Textabschnitt:

★ ★ ★ ★ ★ ★ ★

DDR-Vergangenheit: Stasi-Aufarbeitung soll zerlegt werden

Heute stellt die Expertenkommission zur Stasi-Unterlagen-Behörde ihren Bericht vor und wird eine Auflösung empfehlen. Die geplante Reform löst eine Debatte aus. Am Ende muss der Bundestag entscheiden.

Eine vom Bundestag eingesetzte Expertenkommission zur Zukunft der Stasi-Unterlagen-Behörde stellt an diesem Dienstag in Berlin ihre Empfehlungen vor. Nach den Eckpunkten, die der Deutschen Presse-Agentur vorliegen, soll die vor mehr als einem Vierteljahrhundert gegründete Behörde in der jetzigen Form nicht weiterbestehen. Die Stasi-Akten sollen in das Bundesarchiv überführt sowie eine Stiftung „Diktatur und Widerstand. Forum für Demokratie und Menschenrechte“ gegründet werden, wie es in dem Papier heißt.

★ ★ ★ ★ ★ ★ ★

Material:
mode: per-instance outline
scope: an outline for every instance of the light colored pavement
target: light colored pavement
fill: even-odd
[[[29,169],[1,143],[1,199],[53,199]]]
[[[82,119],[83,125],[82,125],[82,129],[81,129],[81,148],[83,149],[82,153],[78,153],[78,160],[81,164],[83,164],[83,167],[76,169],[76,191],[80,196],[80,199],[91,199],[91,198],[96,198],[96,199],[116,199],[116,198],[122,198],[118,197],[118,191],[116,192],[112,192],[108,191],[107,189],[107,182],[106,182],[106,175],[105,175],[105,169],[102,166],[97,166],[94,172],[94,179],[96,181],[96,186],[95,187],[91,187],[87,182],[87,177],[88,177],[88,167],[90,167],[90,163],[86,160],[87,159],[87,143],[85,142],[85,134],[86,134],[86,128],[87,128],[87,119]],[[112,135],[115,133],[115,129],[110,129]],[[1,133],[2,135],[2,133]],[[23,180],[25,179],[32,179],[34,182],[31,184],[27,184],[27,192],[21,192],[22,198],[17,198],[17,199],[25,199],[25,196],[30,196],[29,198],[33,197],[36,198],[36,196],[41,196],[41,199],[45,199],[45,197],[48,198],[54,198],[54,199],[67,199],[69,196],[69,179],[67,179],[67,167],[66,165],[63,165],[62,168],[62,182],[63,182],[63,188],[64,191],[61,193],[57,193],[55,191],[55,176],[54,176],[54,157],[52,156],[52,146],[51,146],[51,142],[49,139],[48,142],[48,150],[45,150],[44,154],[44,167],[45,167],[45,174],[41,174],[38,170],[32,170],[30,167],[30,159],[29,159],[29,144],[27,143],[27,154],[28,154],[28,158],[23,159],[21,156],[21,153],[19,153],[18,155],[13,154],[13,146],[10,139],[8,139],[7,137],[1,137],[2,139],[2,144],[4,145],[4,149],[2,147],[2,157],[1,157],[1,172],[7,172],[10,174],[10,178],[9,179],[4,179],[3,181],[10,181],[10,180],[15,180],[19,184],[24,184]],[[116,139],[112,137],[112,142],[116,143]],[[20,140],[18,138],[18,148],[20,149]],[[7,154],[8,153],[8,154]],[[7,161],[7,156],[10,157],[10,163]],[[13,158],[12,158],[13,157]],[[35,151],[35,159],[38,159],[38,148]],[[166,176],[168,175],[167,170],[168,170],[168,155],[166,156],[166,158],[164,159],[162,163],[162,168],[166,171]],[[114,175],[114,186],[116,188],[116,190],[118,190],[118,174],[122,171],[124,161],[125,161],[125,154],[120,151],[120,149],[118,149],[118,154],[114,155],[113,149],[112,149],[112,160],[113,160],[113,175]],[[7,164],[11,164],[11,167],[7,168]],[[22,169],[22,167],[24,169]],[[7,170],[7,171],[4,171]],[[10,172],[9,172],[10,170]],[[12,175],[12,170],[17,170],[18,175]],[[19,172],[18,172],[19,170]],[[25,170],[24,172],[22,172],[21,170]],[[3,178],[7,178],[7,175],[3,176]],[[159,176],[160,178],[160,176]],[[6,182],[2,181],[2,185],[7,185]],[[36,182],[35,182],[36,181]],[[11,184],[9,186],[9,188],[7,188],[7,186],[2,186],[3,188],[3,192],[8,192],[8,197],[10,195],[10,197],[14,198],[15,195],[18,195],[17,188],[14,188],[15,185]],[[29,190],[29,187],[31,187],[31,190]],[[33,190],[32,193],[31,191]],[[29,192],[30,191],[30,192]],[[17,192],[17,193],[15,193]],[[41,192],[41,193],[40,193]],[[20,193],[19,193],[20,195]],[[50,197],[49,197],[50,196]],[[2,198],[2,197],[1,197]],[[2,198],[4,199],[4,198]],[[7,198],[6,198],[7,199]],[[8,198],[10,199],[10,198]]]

★ ★ ★ ★ ★ ★ ★

Arbeitsauftrag 1: Welche Institutionen werden im Textabschnitt über die Stasi-Unterlagen-Behörde genannt, die geplante eingeschlossen? Nenne alle.
Arbeitsauftrag 2: Wohin sollen die Stasi-Akten laut dem Textabschnitt über die Stasi-Unterlagen-Behörde überführt werden?
Arbeitsauftrag 3: Nimm den Textabschnitt über die Zukunft der Stasi-Unterlagen-Behörde auf und schreibe ihn nach seinem letzten Satz weiter.
Die Datensätze stehen in keinem Zusammenhang mit dem Textabschnitt.

Erwartete Ausgabe 1:
- Expertenkommission zur Stasi-Unterlagen-Behörde
- Stasi-Unterlagen-Behörde
- Bundestag
- Deutsche Presse-Agentur
- Bundesarchiv
- Stiftung „Diktatur und Widerstand. Forum für Demokratie und Menschenrechte“

Erwartete Ausgabe 2: In das Bundesarchiv.

Erwartete Ausgabe 3:
Installiert werden soll demnach auch ein „Bundesbeauftragter für die Auseinandersetzung mit der SED-Diktatur und ihren Folgen“. Das Papier soll noch diskutiert werden, bevor der Bundestag entscheidet. Der frühere CDU-Ministerpräsident von Sachsen-Anhalt, Wolfgang Böhmer, wird als Leiter der Kommission zusammen mit dem SPD-Politiker Richard Schröder in der Bundespressekonferenz erwartet. Zuvor soll der Bericht an Bundestagspräsident Norbert Lammert übergeben werden.

Inzwischen wurde bekannt, dass ein Mitglied der Expertenkommission die Vorschläge nicht mitträgt. Die frühere DDR-Bürgerrechtlerin Hildigund Neubert ist dagegen, dass die Stasi-Akten ins Bundesarchiv kommen. Nach ihrer Ansicht gehören dort nur Papiere hin, die nicht mehr aktuell benutzt werden.

In der „Welt“ hatte Neubert gesagt, es sei das falsche Signal, die Stasi-Unterlagen-Behörde als Institution der Freiheit zu schleifen. „Die 1989 begonnene Tradition der Aufarbeitung wird beschädigt, das Flaggschiff der DDR-Aufarbeitung versenkt.“ Neubert, bis 2013 in Thüringen Landesbeauftragte für die Stasi-Unterlagen, hat ein Minderheitenvotum zu den Empfehlungen verfasst.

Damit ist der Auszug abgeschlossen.